EXERCISE A:
Answer these from the passage on the ensemble function, one line each:
(i) Which value of the target variable marks minority instances?
(ii) How many learning algorithms are implemented for the argument alg?
(iii) What is the object class of the returned list?
EXERCISE B:
Rewrite the passage on the ensemble function, starting at "Argument alg specifies" and ending at "predicting test instances.", with "ensemble model" changed to "combined model".
EXERCISE C:
Add what comes next in the passage on the ensemble function, picking up after its final sentence.

PASSAGE SHOWN:
The function requires the target varible to be a factor of 0 and 1, where 1 indicates minority while 0 indicates majority instances. Only binary classification is implemented in this version.
Argument alg specifies the learning algorithm used to train weak learners within the ensemble model. Totally five algorithms are implemented: cart (Classification and Regression Tree), c50 (C5.0 Decision Tree), rf (Random Forest), nb (Naive Bayes), and svm (Support Vector Machine). When using Random Forest as base learner, the ensemble model is consisted of forests and each forest contains a number of trees.
ir refers to the intended imbalance ratio of training sets for manipulation. With ir = 1 (default), the numbers of majority and minority instances are equal after class rebalancing. With ir = 2, the number of majority instances is twice of that of minority instances. Interger is not required and so such as ir = 1.5 is allowed.
The object class of returned list is defined as modelBst, which can be directly passed to predict() for predicting test instances.

DATA SEGMENT:
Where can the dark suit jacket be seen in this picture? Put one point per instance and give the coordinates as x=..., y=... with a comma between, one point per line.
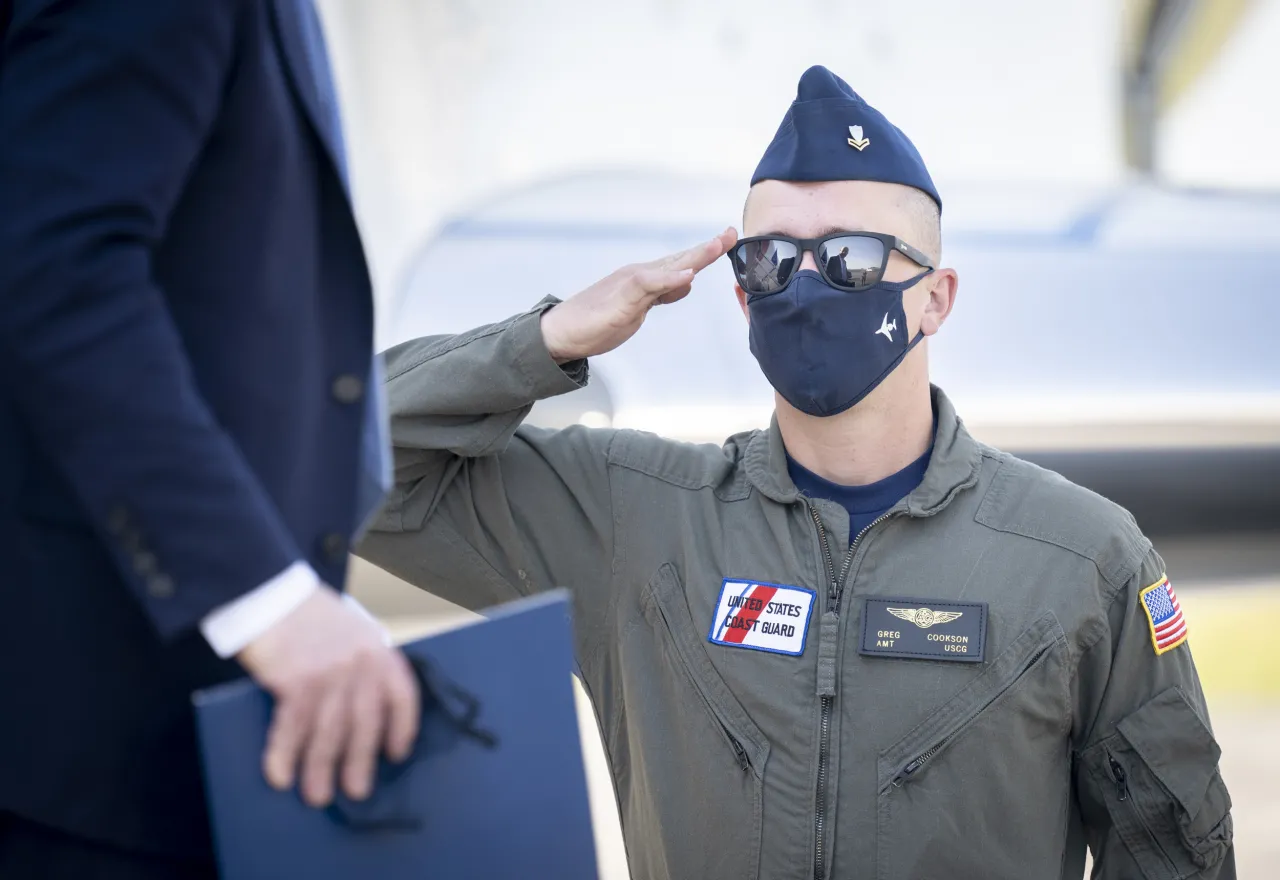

EXPECTED ANSWER A:
(i) 1
(ii) Five
(iii) modelBst

EXPECTED ANSWER B:
Argument alg specifies the learning algorithm used to train weak learners within the combined model. Totally five algorithms are implemented: cart (Classification and Regression Tree), c50 (C5.0 Decision Tree), rf (Random Forest), nb (Naive Bayes), and svm (Support Vector Machine). When using Random Forest as base learner, the combined model is consisted of forests and each forest contains a number of trees.
ir refers to the intended imbalance ratio of training sets for manipulation. With ir = 1 (default), the numbers of majority and minority instances are equal after class rebalancing. With ir = 2, the number of majority instances is twice of that of minority instances. Interger is not required and so such as ir = 1.5 is allowed.
The object class of returned list is defined as modelBst, which can be directly passed to predict() for predicting test instances.

EXPECTED ANSWER C:
Value
The function returns a list containing two elements:
weakLearners |
A list of weak learners. |
errorEstimation |
Error estimation of each weak learner. Calculated by using (pseudo_loss + smooth) / (1 - pseudo_loss + smooth). smooth helps prevent error rate = 0 resulted from perfect classfication during trainging iterations. For more information, please see Schapire et al. (1999) Section 4.2. |
References
Seiffert, C., Khoshgoftaar, T., Hulse, J., and Napolitano, A. 2010. RUSBoost: A Hybrid Approach to Alleviating Class Imbalance. IEEE Transactions on Systems, Man, and Cybernetics - Part A: Systems and Humans. 40(1), pp. 185-197.
Galar, M., Fernandez, A., Barrenechea, E., Bustince, H., and Herrera, F. 2012. A Review on Ensembles for the Class Imbalance Problem: Bagging-, Boosting-, and Hybrid-Based Approaches. IEEE Transactions on Systems, Man, and Cybernetics, Part C (Applications and Reviews). 42(4), pp. 463-484.
Freund, Y. and Schapire, R. 1997. A Decision-Theoretic Generalization of On-Line Learning and an Application to Boosting. Journal of Computer and System Sciences. 55, pp. 119-139.
Freund, Y. and Schapire, R. 1996. Experiments with a new boosting algorithm. Machine Learning: In Proceedings of the 13th International Conference. pp. 148-156
Schapire, R. and Singer, Y. 1999. Improved Boosting Algorithms Using Confidence-rated Predictions. Machine Learning. 37(3). pp. 297-336.
Examples
1 2 3 4 5 6 | data("iris")
iris <- iris[1:70, ]
iris$Species <- factor(iris$Species, levels = c("setosa", "versicolor"), labels = c("0", "1"))
model1 <- rus(Species ~ ., data = iris, size = 10, alg = "c50", ir = 1)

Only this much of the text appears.